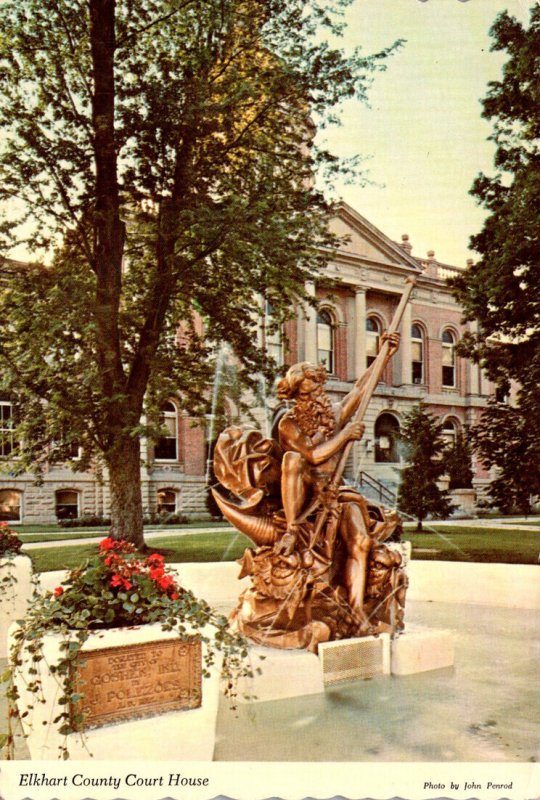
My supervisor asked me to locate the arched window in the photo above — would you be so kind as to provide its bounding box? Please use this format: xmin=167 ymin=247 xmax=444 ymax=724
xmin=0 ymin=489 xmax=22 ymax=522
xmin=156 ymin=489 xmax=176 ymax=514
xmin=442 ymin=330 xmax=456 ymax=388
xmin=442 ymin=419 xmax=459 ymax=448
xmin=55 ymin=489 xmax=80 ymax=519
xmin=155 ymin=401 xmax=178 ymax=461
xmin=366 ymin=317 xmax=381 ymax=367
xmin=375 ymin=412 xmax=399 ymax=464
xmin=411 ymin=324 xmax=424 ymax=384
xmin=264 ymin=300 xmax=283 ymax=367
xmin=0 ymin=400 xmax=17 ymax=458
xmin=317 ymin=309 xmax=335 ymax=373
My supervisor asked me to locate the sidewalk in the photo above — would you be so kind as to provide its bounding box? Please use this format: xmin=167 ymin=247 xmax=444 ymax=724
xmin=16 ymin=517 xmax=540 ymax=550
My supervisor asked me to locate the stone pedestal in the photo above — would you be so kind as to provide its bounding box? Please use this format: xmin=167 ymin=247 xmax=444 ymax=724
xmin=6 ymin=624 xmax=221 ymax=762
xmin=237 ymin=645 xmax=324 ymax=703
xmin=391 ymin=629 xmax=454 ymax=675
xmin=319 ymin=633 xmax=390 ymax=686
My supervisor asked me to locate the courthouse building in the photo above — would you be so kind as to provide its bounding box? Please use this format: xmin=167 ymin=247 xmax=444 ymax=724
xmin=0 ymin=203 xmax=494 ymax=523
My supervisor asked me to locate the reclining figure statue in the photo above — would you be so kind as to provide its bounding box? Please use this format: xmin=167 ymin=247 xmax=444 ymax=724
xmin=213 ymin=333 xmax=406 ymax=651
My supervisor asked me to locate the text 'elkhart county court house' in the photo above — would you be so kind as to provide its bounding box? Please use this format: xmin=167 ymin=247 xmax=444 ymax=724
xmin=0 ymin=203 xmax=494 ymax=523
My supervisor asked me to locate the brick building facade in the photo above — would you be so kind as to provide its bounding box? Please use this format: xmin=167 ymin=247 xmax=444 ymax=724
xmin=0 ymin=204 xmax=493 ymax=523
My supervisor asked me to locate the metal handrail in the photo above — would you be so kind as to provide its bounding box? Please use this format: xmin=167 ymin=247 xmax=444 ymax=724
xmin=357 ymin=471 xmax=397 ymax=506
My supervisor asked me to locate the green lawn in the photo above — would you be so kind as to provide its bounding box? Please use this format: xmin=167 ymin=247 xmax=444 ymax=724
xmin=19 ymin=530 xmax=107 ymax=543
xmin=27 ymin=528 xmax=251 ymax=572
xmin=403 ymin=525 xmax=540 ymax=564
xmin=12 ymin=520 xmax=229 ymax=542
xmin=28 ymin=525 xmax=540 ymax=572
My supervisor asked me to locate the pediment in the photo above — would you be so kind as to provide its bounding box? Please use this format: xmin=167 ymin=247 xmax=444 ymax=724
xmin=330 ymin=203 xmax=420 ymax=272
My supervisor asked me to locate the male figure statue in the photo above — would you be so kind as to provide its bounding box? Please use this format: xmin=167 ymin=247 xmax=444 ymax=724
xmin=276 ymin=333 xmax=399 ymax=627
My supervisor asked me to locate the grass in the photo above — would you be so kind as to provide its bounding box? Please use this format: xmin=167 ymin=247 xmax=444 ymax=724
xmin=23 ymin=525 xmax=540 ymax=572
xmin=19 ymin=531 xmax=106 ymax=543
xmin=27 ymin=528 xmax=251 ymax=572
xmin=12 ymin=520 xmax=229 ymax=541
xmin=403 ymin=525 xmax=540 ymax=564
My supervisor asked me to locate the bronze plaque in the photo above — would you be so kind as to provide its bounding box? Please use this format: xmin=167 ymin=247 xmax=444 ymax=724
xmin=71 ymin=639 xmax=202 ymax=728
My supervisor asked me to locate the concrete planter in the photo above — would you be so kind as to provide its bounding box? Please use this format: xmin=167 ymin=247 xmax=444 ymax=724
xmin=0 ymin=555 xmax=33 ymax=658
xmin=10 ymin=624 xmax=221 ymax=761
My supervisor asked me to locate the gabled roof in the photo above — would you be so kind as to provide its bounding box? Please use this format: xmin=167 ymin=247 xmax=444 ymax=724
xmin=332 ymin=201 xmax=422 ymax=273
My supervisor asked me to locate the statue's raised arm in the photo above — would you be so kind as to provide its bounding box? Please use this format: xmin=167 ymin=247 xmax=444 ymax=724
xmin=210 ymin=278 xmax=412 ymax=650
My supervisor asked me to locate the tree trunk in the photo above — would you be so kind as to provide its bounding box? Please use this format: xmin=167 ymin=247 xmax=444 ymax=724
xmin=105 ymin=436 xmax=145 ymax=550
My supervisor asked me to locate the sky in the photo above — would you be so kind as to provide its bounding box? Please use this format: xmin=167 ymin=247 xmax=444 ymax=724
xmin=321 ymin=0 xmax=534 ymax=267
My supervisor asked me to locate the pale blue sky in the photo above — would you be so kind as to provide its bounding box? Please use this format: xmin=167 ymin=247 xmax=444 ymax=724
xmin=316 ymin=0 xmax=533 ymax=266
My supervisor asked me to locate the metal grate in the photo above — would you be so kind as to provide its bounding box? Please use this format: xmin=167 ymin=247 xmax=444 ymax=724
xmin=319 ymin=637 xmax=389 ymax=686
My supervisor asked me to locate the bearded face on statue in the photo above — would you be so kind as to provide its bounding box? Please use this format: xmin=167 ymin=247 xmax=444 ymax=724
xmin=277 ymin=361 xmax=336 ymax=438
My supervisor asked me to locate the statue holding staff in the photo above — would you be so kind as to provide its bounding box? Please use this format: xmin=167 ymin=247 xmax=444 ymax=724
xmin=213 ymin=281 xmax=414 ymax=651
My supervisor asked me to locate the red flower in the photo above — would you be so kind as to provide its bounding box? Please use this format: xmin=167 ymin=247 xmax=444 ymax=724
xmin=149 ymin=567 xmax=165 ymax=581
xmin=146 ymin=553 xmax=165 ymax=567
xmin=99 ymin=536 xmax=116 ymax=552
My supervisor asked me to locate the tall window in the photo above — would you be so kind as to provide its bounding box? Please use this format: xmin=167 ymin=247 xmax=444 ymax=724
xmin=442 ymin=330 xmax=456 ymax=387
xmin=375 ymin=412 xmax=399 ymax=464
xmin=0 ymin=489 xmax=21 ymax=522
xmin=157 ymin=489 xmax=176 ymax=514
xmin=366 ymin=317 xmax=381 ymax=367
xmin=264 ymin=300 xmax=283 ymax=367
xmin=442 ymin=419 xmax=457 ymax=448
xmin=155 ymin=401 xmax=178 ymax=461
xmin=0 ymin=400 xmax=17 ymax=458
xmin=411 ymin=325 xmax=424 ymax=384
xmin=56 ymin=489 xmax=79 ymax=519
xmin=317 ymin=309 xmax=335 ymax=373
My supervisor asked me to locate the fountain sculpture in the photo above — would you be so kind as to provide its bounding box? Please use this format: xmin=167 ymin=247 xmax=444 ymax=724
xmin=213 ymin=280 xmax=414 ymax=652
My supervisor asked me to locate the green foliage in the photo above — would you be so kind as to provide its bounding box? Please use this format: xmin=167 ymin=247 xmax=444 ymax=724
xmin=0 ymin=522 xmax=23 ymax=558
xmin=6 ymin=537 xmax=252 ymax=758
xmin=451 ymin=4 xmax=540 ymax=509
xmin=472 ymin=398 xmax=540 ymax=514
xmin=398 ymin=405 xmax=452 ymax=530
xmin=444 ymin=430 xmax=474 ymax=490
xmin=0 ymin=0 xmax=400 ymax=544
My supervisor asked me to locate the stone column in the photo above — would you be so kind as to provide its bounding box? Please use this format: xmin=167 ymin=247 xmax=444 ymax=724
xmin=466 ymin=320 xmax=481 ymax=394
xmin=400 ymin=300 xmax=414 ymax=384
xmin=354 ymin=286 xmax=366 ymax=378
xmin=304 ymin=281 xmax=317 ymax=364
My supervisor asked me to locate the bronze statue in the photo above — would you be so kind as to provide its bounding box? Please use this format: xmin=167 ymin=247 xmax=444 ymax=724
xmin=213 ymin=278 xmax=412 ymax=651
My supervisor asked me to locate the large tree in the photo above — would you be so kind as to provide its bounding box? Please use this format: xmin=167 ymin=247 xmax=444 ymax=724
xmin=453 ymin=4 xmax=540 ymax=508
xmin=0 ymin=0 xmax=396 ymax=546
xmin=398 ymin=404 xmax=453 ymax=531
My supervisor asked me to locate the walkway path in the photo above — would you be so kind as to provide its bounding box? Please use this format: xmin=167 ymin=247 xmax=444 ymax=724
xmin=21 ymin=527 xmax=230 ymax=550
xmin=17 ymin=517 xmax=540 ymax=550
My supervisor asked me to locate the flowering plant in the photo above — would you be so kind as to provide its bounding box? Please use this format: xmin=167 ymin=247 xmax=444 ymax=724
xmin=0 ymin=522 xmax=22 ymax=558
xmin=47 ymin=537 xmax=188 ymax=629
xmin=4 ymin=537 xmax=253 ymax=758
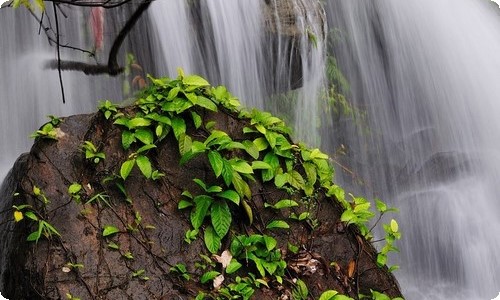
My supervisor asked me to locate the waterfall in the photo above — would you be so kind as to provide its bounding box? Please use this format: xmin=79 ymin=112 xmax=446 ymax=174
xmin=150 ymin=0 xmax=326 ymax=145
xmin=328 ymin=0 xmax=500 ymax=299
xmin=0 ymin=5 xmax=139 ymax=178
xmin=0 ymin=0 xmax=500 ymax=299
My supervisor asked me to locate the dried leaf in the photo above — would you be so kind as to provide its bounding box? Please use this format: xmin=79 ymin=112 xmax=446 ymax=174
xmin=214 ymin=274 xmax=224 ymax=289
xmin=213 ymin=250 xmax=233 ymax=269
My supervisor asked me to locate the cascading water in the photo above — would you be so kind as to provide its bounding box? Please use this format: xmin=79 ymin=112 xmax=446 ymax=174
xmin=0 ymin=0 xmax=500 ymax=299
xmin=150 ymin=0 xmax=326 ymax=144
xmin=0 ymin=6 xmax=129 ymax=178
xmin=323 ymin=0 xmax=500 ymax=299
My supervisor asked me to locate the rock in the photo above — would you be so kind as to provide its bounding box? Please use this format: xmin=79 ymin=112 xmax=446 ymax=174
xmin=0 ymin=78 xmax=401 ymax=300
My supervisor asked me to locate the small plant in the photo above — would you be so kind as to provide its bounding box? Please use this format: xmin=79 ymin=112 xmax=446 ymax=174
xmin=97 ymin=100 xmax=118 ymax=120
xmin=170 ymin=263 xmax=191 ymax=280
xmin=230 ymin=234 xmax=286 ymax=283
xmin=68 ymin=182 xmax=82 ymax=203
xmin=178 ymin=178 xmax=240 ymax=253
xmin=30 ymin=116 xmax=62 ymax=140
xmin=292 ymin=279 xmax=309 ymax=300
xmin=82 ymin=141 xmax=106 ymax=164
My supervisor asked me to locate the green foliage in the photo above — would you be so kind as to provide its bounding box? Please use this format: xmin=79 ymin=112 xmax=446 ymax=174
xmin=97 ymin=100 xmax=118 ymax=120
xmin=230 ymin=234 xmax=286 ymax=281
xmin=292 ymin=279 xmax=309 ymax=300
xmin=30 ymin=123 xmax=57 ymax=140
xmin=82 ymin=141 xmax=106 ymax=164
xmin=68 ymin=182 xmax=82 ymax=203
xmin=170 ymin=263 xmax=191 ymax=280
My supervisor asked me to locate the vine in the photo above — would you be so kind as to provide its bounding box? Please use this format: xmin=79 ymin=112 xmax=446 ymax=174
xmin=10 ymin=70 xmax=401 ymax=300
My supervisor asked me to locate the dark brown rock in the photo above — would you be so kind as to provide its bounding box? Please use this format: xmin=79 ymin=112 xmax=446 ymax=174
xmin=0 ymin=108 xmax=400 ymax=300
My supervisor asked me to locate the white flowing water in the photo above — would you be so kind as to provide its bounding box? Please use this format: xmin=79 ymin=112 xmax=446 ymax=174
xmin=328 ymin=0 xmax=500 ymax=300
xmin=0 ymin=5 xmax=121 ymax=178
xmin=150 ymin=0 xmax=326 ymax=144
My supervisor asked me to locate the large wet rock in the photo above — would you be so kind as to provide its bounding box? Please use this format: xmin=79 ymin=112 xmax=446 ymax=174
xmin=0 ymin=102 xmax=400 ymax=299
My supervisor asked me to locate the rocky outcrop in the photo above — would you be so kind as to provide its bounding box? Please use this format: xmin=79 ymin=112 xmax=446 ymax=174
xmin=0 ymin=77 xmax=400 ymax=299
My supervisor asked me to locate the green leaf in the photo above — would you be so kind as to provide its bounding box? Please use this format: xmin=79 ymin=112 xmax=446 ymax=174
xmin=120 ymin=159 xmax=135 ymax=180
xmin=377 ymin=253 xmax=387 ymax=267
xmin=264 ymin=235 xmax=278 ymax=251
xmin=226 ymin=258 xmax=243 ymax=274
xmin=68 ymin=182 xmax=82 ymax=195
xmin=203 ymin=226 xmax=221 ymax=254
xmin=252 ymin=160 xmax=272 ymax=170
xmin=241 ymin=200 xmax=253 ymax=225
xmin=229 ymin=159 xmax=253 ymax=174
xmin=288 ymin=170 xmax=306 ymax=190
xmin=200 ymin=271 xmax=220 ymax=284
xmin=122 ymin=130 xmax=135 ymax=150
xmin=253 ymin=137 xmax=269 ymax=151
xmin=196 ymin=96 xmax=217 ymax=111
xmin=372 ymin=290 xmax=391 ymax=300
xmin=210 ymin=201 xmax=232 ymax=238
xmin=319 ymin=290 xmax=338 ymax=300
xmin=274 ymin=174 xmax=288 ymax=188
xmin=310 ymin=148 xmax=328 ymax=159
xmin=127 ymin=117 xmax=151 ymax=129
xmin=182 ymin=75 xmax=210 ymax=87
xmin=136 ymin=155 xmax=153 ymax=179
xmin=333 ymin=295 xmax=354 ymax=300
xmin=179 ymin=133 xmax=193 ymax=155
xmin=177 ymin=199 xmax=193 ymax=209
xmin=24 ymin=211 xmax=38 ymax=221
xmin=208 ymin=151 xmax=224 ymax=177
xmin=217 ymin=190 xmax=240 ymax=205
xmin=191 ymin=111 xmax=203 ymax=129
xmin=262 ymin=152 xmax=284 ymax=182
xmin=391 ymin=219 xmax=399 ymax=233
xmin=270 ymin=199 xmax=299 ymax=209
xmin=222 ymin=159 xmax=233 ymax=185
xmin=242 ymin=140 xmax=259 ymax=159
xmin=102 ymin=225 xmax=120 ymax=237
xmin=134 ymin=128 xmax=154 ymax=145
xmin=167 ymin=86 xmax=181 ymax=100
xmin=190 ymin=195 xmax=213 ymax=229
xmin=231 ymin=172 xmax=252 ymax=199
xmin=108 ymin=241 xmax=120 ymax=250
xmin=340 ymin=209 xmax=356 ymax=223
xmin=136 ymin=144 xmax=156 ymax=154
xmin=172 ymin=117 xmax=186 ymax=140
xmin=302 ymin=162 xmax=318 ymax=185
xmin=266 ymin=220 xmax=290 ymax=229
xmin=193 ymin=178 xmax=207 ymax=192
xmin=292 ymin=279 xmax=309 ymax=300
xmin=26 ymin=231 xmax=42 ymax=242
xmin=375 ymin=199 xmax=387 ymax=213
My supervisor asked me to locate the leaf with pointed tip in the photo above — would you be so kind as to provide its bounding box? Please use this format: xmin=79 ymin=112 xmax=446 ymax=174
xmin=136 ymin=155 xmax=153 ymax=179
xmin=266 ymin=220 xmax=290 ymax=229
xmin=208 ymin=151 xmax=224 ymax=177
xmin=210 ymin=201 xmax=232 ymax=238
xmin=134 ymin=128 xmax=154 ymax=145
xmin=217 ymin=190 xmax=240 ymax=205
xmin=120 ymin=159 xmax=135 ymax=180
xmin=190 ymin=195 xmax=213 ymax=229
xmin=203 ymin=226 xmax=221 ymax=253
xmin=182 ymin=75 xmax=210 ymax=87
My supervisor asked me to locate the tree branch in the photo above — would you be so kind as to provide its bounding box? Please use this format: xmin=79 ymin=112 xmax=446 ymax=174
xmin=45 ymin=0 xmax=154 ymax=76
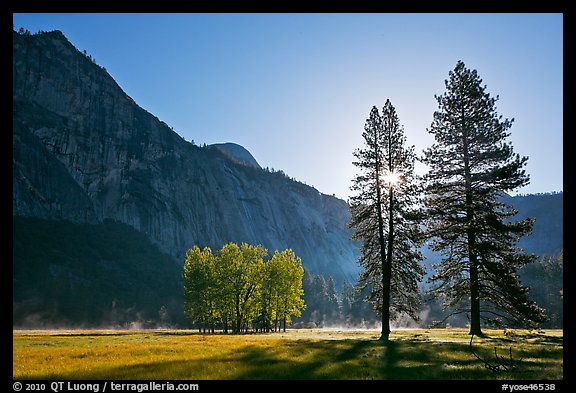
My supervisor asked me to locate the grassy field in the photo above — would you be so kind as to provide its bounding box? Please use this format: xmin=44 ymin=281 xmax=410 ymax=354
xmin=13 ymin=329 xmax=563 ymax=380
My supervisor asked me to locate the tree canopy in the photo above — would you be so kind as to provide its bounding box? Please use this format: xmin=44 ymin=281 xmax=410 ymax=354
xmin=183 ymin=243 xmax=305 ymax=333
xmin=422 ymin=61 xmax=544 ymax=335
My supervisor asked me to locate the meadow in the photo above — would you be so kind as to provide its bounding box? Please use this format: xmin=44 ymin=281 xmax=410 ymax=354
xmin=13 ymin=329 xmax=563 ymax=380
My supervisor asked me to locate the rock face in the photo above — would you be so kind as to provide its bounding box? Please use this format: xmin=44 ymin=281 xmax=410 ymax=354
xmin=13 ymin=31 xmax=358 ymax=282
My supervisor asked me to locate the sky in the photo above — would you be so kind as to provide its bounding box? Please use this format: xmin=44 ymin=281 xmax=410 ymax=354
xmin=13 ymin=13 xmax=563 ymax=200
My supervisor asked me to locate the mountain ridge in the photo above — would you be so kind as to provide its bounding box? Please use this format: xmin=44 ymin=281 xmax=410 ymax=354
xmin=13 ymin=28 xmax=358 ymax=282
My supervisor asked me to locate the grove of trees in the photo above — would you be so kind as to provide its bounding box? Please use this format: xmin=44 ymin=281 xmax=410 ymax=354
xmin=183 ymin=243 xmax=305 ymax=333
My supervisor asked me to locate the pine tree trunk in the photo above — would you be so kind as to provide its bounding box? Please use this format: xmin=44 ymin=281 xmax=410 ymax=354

§ Do this
Return, unchanged, the lines of the rows above, starting at the line that contains "My supervisor asked me to locate the dried" and ending at the line that contains "xmin=0 ymin=78 xmax=401 ymax=300", with both of those lines included.

§ Task output
My supervisor asked me to locate the dried leaf in the photo above — would you be so kind as to provide its bounding box? Please use this format: xmin=79 ymin=112 xmax=446 ymax=174
xmin=214 ymin=274 xmax=224 ymax=289
xmin=213 ymin=250 xmax=233 ymax=269
My supervisor asked me to locate the cascading water in the photo above — would you be so kind as to provide its bounding box? Please use this format: xmin=79 ymin=112 xmax=446 ymax=174
xmin=0 ymin=0 xmax=500 ymax=299
xmin=150 ymin=0 xmax=326 ymax=144
xmin=0 ymin=6 xmax=129 ymax=178
xmin=323 ymin=0 xmax=500 ymax=299
My supervisor asked me to locate the rock in the photo above — would you be so kind as to provide its bounding box? Please use this format: xmin=79 ymin=112 xmax=446 ymax=174
xmin=0 ymin=78 xmax=401 ymax=300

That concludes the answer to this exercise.